DOCUMENT SEGMENT =
SkyAgent Overview

SkyAgent is a generic agent layer for training and evaluating agents. It is a flexible frontend for building your own agents.

SkyAgent is designed primarily for researchers to have a unified interface around implementing agentic tasks. A modular design allows researchers to

Bring in their own tasks
Use any training backend or simply run evaluation
Modify runtime implementation for a given task (docker, etc)
Improve dispatching logic for a batch of trajectories easily
And more ...

SkyAgent is still under active development. We welcome any early feedback and contributions.

Examples

We have a few examples in the examples folder:

Evaluation: OpenAI: This example shows how to run evaluation with an OpenAI compatible endpoint.
Training: SkyAgent and SkyRL-train : Training a model on the SWEBench task with SkyRL-train.
Training: SkyAgent and VeRL : Training a model on the SWEBench task with VeRL.

EXTRACTED INFORMATION =
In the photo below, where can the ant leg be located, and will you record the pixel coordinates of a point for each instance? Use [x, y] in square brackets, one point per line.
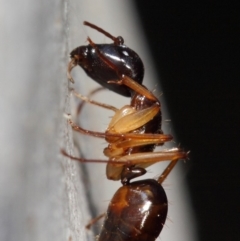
[86, 99]
[145, 160]
[116, 40]
[167, 170]
[115, 163]
[132, 121]
[140, 89]
[94, 220]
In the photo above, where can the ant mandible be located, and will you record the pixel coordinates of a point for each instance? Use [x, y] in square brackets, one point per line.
[135, 129]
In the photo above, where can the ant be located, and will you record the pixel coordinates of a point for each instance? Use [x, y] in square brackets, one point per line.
[135, 129]
[138, 210]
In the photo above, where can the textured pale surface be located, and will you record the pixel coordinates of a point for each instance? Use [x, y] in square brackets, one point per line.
[42, 195]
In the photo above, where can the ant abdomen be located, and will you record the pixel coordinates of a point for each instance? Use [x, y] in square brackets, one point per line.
[137, 211]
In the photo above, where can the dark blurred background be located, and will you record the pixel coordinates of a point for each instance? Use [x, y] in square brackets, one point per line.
[195, 50]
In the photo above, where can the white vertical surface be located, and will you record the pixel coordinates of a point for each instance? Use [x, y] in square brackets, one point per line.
[42, 195]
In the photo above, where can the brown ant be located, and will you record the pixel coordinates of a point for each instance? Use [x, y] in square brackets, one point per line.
[135, 129]
[138, 209]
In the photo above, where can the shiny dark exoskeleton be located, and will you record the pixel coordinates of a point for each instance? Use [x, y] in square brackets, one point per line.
[121, 60]
[137, 212]
[127, 61]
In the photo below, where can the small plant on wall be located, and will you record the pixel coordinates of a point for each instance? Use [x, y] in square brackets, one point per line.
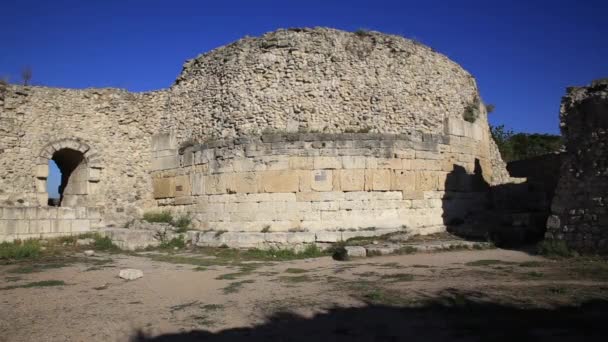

TASK = Could you write out the whole SkyAgent overview, word for word? None of the rows matter for this.

WRITTEN ANSWER =
SkyAgent Overview

SkyAgent is a generic agent layer for training and evaluating agents. It is a flexible frontend for building your own agents.

SkyAgent is designed primarily for researchers to have a unified interface around implementing agentic tasks. A modular design allows researchers to

Bring in their own tasks
Use any training backend or simply run evaluation
Modify runtime implementation for a given task (docker, etc)
Improve dispatching logic for a batch of trajectories easily
And more ...

SkyAgent is still under active development. We welcome any early feedback and contributions.

Examples

We have a few examples in the examples folder:

Evaluation: OpenAI: This example shows how to run evaluation with an OpenAI compatible endpoint.
Training: SkyAgent and SkyRL-train : Training a model on the SWEBench task with SkyRL-train.
Training: SkyAgent and VeRL : Training a model on the SWEBench task with VeRL.